* _TASK TO COMPLETE_: Give the data again in full, exactly as written below.

* _RECORDS PROVIDED_:
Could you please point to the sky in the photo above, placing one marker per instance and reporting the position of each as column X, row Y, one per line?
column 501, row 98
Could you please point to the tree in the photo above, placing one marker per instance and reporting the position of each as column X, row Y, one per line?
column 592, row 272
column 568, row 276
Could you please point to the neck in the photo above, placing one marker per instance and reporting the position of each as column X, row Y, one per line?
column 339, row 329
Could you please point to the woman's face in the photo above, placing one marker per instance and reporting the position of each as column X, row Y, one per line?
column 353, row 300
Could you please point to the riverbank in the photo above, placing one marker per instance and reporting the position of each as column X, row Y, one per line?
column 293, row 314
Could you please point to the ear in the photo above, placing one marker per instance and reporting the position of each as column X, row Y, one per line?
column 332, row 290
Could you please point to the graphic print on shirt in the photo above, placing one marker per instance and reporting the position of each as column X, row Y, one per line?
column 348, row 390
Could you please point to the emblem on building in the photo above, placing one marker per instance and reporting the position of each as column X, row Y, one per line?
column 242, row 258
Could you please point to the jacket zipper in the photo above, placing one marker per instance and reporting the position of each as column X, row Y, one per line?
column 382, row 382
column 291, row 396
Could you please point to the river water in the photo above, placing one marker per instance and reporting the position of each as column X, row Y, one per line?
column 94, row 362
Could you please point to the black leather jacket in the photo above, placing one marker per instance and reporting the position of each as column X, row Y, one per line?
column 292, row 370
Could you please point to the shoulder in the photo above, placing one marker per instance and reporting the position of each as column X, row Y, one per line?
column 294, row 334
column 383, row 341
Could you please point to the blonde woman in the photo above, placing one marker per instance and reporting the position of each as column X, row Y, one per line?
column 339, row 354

* _RESPONSE AREA_:
Could you please point to the sky in the photo above, placing one marker per instance and reporting the position of each as column X, row Y, one per line?
column 501, row 98
Could you please point to the tree in the photo above, placing one marker per instance and reporting the position of each as column X, row Y, one per line?
column 592, row 272
column 568, row 276
Could you please point to the neck in the photo above, placing one marker per instance and reporting the position of each as column X, row Y, one per line?
column 339, row 329
Could you please point to the woman's face in the photo above, placing one marker per instance and reporting the position of each as column X, row Y, one per line?
column 353, row 300
Could you please point to the riverbank in the photo above, placing one marker per instance and reporting the position of each as column X, row Y, one per line?
column 293, row 314
Could you please point to the ear in the photo above, placing one marker per instance and reporting the position of each as column X, row Y, one per line?
column 332, row 290
Could you please point to the graphic print on shirt in the photo above, placing one marker per instance and reporting the position of each as column X, row Y, one per line?
column 348, row 390
Could you please point to the emblem on building in the photo above, placing one marker per instance and reporting the position of each as column X, row Y, one per line?
column 242, row 258
Could you please point to the jacket zipper in the photo above, placing one marker per instance and reporting the position of each as column X, row Y, one per line?
column 382, row 382
column 291, row 396
Could you please point to the river water in the photo above, placing one marker per instance and reporting the position of each as column X, row Y, one per line?
column 94, row 362
Could you please point to the black leather jacket in the photo above, placing one marker per instance and reporting the position of each as column X, row Y, one per line?
column 292, row 370
Could you please point to the shoulder in the photo above, placing one marker per instance and reporting the position of each as column X, row Y, one per line?
column 294, row 334
column 383, row 341
Could you please point to the blonde woman in the photo above, placing one marker per instance and reporting the position of each as column X, row Y, one per line?
column 339, row 354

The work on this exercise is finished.